━━ EXTRACTED MATERIAL ━━

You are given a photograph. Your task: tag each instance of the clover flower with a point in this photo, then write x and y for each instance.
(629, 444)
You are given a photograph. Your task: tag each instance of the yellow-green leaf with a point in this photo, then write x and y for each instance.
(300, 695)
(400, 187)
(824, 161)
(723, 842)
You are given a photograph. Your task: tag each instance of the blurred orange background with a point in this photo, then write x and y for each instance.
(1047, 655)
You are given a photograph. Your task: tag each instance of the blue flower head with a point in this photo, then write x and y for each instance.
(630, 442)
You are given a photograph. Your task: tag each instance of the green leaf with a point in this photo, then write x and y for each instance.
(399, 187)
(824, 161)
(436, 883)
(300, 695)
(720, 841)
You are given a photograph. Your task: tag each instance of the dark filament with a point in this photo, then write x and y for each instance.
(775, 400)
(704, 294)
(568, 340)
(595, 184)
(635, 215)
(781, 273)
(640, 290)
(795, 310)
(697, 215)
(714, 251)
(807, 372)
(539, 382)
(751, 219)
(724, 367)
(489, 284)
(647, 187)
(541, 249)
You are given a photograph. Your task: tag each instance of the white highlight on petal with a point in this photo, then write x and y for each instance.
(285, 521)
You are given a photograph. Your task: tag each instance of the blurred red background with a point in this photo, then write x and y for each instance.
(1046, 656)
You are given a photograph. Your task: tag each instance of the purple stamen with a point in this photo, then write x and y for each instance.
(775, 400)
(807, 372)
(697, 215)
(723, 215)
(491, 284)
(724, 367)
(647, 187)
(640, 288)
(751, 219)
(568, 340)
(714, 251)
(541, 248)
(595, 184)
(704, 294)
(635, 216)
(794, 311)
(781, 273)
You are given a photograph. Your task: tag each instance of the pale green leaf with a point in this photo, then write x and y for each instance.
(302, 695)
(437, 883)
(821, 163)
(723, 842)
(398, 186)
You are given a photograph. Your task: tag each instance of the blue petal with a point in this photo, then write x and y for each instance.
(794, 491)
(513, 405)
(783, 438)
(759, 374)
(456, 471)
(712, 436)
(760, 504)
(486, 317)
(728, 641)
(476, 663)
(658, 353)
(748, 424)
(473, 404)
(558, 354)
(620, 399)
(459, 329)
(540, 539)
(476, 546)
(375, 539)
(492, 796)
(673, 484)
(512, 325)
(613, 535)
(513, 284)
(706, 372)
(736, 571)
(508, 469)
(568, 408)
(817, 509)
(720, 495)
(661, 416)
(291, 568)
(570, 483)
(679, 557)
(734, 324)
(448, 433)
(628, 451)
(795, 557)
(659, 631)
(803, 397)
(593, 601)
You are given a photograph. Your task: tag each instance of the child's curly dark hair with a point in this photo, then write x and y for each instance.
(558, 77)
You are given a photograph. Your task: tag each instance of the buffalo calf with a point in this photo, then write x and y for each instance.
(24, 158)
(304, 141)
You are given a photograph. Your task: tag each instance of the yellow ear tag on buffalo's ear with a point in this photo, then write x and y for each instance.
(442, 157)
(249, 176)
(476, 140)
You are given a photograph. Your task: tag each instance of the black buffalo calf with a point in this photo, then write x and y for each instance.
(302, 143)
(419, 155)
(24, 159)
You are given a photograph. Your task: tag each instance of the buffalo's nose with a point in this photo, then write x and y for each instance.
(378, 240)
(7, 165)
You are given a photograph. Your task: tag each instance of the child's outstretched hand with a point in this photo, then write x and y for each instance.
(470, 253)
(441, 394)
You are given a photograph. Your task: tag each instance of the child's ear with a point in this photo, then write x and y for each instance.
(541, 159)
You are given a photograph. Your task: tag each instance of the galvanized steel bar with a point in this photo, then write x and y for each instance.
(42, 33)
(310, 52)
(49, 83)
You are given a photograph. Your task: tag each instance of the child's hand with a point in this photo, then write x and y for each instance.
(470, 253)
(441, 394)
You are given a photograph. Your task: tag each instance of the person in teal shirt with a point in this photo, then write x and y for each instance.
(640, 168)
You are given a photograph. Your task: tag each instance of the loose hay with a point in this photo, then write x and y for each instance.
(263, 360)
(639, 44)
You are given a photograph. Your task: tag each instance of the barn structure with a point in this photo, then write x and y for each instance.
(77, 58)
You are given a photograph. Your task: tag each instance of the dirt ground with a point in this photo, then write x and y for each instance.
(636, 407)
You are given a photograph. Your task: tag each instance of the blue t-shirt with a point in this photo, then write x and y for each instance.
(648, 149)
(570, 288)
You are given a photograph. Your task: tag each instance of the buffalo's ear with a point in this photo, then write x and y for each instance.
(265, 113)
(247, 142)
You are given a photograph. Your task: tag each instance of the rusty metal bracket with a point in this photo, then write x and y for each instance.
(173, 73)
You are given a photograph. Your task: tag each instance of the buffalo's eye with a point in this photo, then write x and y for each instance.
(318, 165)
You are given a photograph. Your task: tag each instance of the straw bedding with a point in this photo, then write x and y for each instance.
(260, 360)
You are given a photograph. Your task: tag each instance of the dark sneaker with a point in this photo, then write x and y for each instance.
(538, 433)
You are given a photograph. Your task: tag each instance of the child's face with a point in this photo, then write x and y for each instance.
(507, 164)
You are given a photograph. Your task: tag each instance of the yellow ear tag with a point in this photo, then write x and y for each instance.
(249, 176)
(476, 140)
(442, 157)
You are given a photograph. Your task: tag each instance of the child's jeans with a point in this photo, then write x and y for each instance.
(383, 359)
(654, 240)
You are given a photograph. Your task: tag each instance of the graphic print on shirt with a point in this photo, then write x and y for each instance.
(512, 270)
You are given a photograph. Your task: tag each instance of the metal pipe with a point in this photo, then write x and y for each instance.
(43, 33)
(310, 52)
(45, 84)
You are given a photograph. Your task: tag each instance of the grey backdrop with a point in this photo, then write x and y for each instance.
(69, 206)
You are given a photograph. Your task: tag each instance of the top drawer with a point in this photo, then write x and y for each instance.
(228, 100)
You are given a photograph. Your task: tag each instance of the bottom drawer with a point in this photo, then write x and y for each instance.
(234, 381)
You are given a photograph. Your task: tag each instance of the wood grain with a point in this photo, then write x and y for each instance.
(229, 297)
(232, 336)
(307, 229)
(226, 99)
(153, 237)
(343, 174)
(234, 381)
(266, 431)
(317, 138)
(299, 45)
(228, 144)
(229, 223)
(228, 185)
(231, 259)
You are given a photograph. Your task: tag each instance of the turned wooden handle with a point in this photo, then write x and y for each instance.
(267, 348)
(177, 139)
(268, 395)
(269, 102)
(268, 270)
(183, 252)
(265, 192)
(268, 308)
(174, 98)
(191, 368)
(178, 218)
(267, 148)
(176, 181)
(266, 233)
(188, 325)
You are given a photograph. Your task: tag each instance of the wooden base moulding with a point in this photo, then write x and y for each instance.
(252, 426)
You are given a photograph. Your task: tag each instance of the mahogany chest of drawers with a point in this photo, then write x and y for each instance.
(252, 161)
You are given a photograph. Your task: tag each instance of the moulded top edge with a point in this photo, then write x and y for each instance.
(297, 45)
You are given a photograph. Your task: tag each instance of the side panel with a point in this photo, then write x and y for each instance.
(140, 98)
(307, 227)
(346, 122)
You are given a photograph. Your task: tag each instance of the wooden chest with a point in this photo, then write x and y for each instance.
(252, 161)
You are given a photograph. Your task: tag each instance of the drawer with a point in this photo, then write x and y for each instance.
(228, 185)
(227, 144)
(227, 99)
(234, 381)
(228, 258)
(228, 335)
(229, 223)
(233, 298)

━━━

* INSTRUCTIONS TO FOLLOW:
Return the entries above exactly as they were written.

* REPLY TO THE EXERCISE:
You are given a photograph. Your task: tag each instance of the clover flower with a point in this photo, then write x and y for each instance.
(629, 444)
You are given a photograph. Your task: tag each instance of the yellow-green leaf with a point in this photo, then write x and y for each instance.
(300, 695)
(400, 187)
(824, 161)
(723, 842)
You are given a photograph. Your task: tag each instance of the blurred orange background with a point in this photo, then write x and y for each instance.
(1047, 655)
You are given a photograph. Your task: tag each instance of the blue flower head with a point in this photo, then write x and y for each instance.
(630, 442)
You are given a photograph. Your task: tag each instance of the green leaf with a point in this photo, then write x and y for each instance.
(399, 187)
(824, 161)
(436, 883)
(300, 695)
(720, 841)
You are given a photograph. Your task: tag each instance of the dark filament with a point in this photo, then write x and y for each instance.
(775, 400)
(704, 294)
(568, 340)
(595, 184)
(635, 215)
(781, 273)
(640, 290)
(795, 310)
(697, 215)
(714, 251)
(807, 372)
(539, 382)
(751, 219)
(724, 367)
(489, 284)
(647, 187)
(541, 249)
You are given a photograph. Your task: tag each instance of the white highlight on petal with a point in this photo, then write x and y for each instance.
(285, 521)
You are given a photograph. Your task: tag each instance of the blurred red background with a point in this photo, then write x and y for each instance.
(1046, 656)
You are given a photograph. Your task: tag each instance of the purple stamen with a point in this photo, then write x and y for each instance.
(775, 400)
(807, 372)
(697, 215)
(723, 215)
(491, 284)
(724, 367)
(647, 187)
(640, 288)
(751, 219)
(568, 340)
(714, 251)
(541, 248)
(595, 184)
(704, 294)
(635, 216)
(794, 311)
(781, 273)
You are given a photograph. Your task: tag each instance of the pale green leaf with a point in this photo, then write x and y for each instance.
(302, 695)
(437, 883)
(821, 163)
(723, 842)
(398, 186)
You are given a photograph. Your task: tag each instance of the blue petal with a point in this photo, then write x and y for each instance.
(794, 491)
(513, 405)
(783, 438)
(759, 374)
(456, 471)
(712, 436)
(760, 504)
(486, 317)
(728, 641)
(476, 663)
(658, 353)
(748, 424)
(473, 404)
(558, 354)
(620, 399)
(459, 329)
(540, 539)
(476, 546)
(375, 539)
(492, 796)
(673, 484)
(512, 325)
(613, 535)
(513, 284)
(706, 372)
(736, 571)
(508, 469)
(568, 408)
(817, 509)
(720, 495)
(661, 416)
(291, 568)
(570, 483)
(679, 557)
(734, 324)
(448, 433)
(628, 451)
(795, 557)
(659, 631)
(803, 397)
(593, 601)
You are given a photograph. Your task: tag each instance of the child's curly dark hair with a point in this photo, then write x and y for each instance.
(558, 77)
You are given a photograph. Your task: tag each instance of the buffalo calf with a point in this photo, then write x and y for each instance.
(24, 158)
(304, 141)
You are given a photograph. Your task: tag each instance of the yellow ear tag on buffalo's ear with a point in this photo, then write x and y for each instance.
(442, 157)
(249, 176)
(476, 140)
You are given a photograph. Your task: tag each instance of the black buffalo calf with a point in this photo, then write x and y for each instance.
(302, 143)
(419, 155)
(24, 159)
You are given a photograph. Your task: tag each instance of the buffalo's nose with a point in this photo, then write x and y for each instance.
(378, 240)
(7, 165)
You are given a photograph. Your task: tag each instance of the child's outstretched hand with a point in this photo, then write x and y for each instance.
(470, 253)
(441, 394)
You are given a photograph. Your task: tag each instance of the child's ear with a point in this photo, then write x and y for each instance.
(541, 159)
You are given a photograph. Your task: tag each instance of the galvanized steel bar with a point in this photo, then write x and y for each instance.
(42, 33)
(310, 52)
(49, 83)
You are given a photograph. Your task: tag each instance of the child's hand with a point in this photo, then write x and y for each instance.
(470, 253)
(441, 394)
You are given a photograph. Your task: tag each instance of the person in teal shirt with a point in this photo, then write x and y for each instance.
(640, 168)
You are given a photograph. Your task: tag each instance of the loose hay with a point in this photo, then write x and y for each instance.
(263, 360)
(639, 44)
You are given a photograph. Your task: tag each instance of the barn structure with a point in this photo, then write x and y for each instance.
(77, 58)
You are given a photograph. Your task: tag each instance of the dirt ground with a point in this photo, then write x and y for each instance.
(636, 407)
You are given a photograph. Your task: tag each instance of the blue t-shirt with a point in this photo, then write x and y for each instance.
(648, 149)
(570, 288)
You are given a photograph. Your task: tag each instance of the buffalo's ear with a point in this photo, then write x and y for each instance.
(265, 113)
(247, 142)
You are given a photograph. Your task: tag each instance of the rusty metal bracket with a point in this photo, then write x and y for each instance.
(173, 73)
You are given a photograph. Your task: tag each instance of the buffalo's eye with a point in this photo, then write x and y for each instance.
(318, 165)
You are given a photograph. Your task: tag each instance of the straw bedding with a point in this photo, then write x and y for each instance.
(260, 360)
You are given a photograph. Your task: tag each instance of the dark sneaker with a point in this photo, then write x and y for each instance.
(538, 433)
You are given a photograph. Your task: tag each instance of the child's face with a point in this photo, then write x and y for each instance.
(507, 164)
You are given a photograph. Your task: tag each instance of the yellow ear tag with a point in this photo, then write x and y for each instance.
(249, 176)
(476, 140)
(442, 157)
You are given a photograph. Your task: tag each instance of the child's jeans with a point in this photo, then write x and y for each instance.
(383, 359)
(654, 240)
You are given a photograph. Your task: tag each instance of the graphic print on shirt with a point in this photo, then write x and y for each instance.
(512, 270)
You are given a photograph. Your task: tag each instance of the metal pipe with a point in this photo, then write x and y for each instance.
(43, 33)
(310, 52)
(45, 84)
You are given a photograph. Your task: tag each instance of the grey backdrop with a point in this photo, then write x and y for each instance.
(69, 206)
You are given a photograph. Your task: tag each instance of the top drawer with a point in this photo, then write x and y for each instance.
(228, 100)
You are given a photograph. Your task: tag each instance of the bottom drawer with a point in this photo, then write x and y for each instance.
(234, 381)
You are given a photograph. Your task: tag each instance of the wood grain with a point in this photo, then write x and y for each instance.
(229, 297)
(232, 336)
(307, 229)
(226, 99)
(153, 237)
(343, 174)
(234, 381)
(266, 431)
(317, 138)
(299, 45)
(228, 144)
(229, 223)
(228, 185)
(231, 259)
You are given a photograph. Your task: tag each instance of the turned wooden handle with a point in this photo, then write x and y for each instance.
(267, 348)
(177, 139)
(268, 395)
(269, 102)
(268, 270)
(183, 252)
(265, 192)
(268, 308)
(174, 98)
(191, 368)
(178, 218)
(267, 148)
(176, 181)
(266, 233)
(188, 325)
You are given a photograph. Your task: tag each instance of the wooden base moulding with a point in this photo, then write x and y for each instance.
(252, 426)
You are given a photograph. Your task: tag each instance of the mahogany chest of drawers with a point in this photo, then write x and y for each instance.
(252, 161)
You are given a photograph. Your task: tag each instance of the moulded top edge with a point in this photo, then write x and y for each instance.
(297, 45)
You are given a photograph. Your task: tag each instance of the side panel with a point in this photo, then write x and y for each instance.
(140, 98)
(307, 227)
(346, 122)
You are given a photograph. Your task: tag each instance of the wooden chest with a point in this photo, then write x and y for each instance.
(252, 161)
You are given a photograph. Your task: tag each instance of the drawer with a point in this photo, then write x and y for each instance.
(228, 185)
(227, 144)
(227, 99)
(234, 381)
(228, 258)
(228, 335)
(229, 223)
(233, 298)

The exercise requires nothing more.